▶ Yazılı Görev
Tedarik zinciri yönetimine ilişkin metinde "Tedarik Zinciri Yönetiminde" sözleriyle başlayıp "dağıtım fonksiyonları küreselleşmektedir." sözleriyle biten bölümü hiçbir değişiklik yapmadan yazınız.

▶ Verilen Metin
————————

Sanayi toplumundan bilgi toplumuna geçerken, üretici odaklı sanayileşme modeli yerini tüketici odaklı işletme modeline bırakmaktadır. Pazarın globalleştiği, iş ve üretim süreçlerinin paylaşıldığı, otomasyon ve bilişim teknolojilerinin iş süreçlerinde sürati ve verimliliği artırdığı bu çağda…farklı ve çeşitli pazarlarda, farklı ve değişken müşteri isteklerine cevap verebilmek için organizasyonların stratejik yapılanmalarının müşteri odaklı ve uluslararası rekabete açık olması gerekmektedir.

Bu oluşumun doğal sonucu, temel yetkinlikler (core competence) dışındaki hemen tüm iş süreçlerinin dış kaynak kullanımı ile sağlandığı ve işletmelerin birbirlerini müşteri-tedarikçi şeklinde algıladığı bir zincir yapının gelişmesi olmuştur. “Tedarik Zinciri”; organizasyonların, tedarikçilerinin tedarikçilerinden müşterilerinin müşterilerine uzanan tüm ürün, hizmet, bilgi ve kaynak akışı olarak tanımlanabilir. Bütün bu akışın müşteri ihtiyaçlarını daha hızlı, daha ucuz ve daha kaliteli olarak karşılayabilmesi için, zincir içinde yer alan temel iş süreçlerinin entegrasyonunu sağlayarak, müşteri memnuniyetini artıracak stratejilerin ve iş modellerinin oluşturulmasına da “Tedarik Zinciri Yönetimi” denilmektedir.

Etkin bir Tedarik Zinciri Yönetimi, organizasyonların performansını önemli ölçüde etkilemektedir. Tedarik Zinciri Optimizasyonuna yönelik yapılan çalışmaların sağladığı katma değer aşağıdaki tabloda özetlenmiştir:

  • Teslim Performansının İyileştirilmesi [% 15 – 28]
  • Envanterin Azaltılması [% 25 – 60]
  • Sipariş Karşılama Oranının İyileştirilmesi [% 20 – 30]
  • Talep Tahmin Başarısı [% 25 – 80]
  • Tedarik Çevrim Süresinin Kısaltılması [% 30 – 50]
  • Lojistik Masraflarının Azaltılması [% 25 – 50]
  • Verimlilik & Kapasite Artışı [% 10 – 20]
    Kaynak: PRTM ISC Benchmark Study

Tedarik Zinciri Yönetimi

Tedarik Zinciri Yönetiminde Trendler

Hem yöneticiler hem de çalışanlar tarafından önemi gün geçtikçe daha çok ortaya çıkan Tedarik Zinciri Yönetimi ile ilgili trendler aşağıda özetlenmektedir:
Internet ve e-iş’in gelişimi, yeni fırsatlar ortaya çıkarmış, üretim ve hizmet anlayışını değiştirmiştir. Artık firmalar kolaylıkla farklı coğrafyalardaki tedarikçilere ve müşterilere ulaşabilmektedir. Bu nedenle, uluslararası ticaret hacmi büyümekte, satınalma, üretim ve dağıtım fonksiyonları küreselleşmektedir.

————————

▶ Materyal
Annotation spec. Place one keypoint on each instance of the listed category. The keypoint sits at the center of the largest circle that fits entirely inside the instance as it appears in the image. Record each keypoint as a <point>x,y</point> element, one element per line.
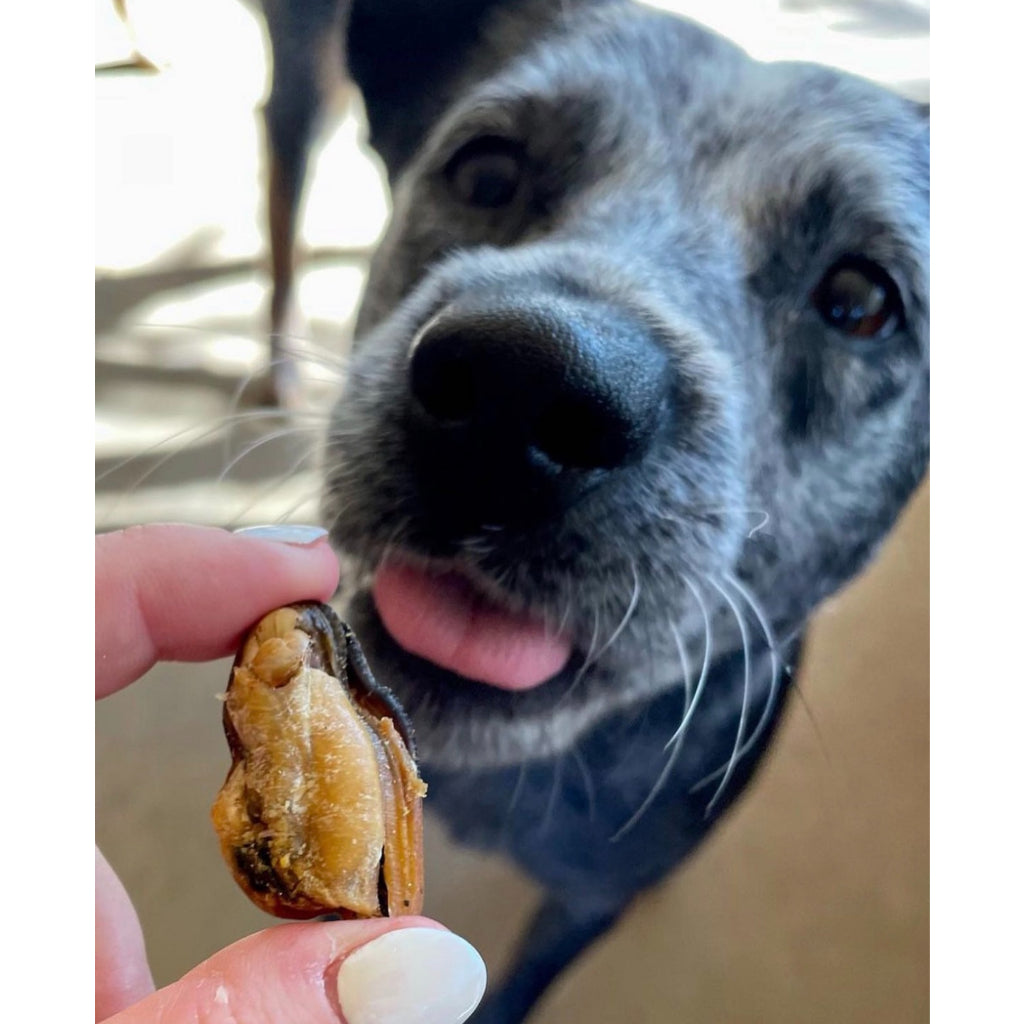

————————

▶ Alıştırma Yanıtı
Tedarik Zinciri Yönetiminde Trendler

Hem yöneticiler hem de çalışanlar tarafından önemi gün geçtikçe daha çok ortaya çıkan Tedarik Zinciri Yönetimi ile ilgili trendler aşağıda özetlenmektedir:
Internet ve e-iş’in gelişimi, yeni fırsatlar ortaya çıkarmış, üretim ve hizmet anlayışını değiştirmiştir. Artık firmalar kolaylıkla farklı coğrafyalardaki tedarikçilere ve müşterilere ulaşabilmektedir. Bu nedenle, uluslararası ticaret hacmi büyümekte, satınalma, üretim ve dağıtım fonksiyonları küreselleşmektedir.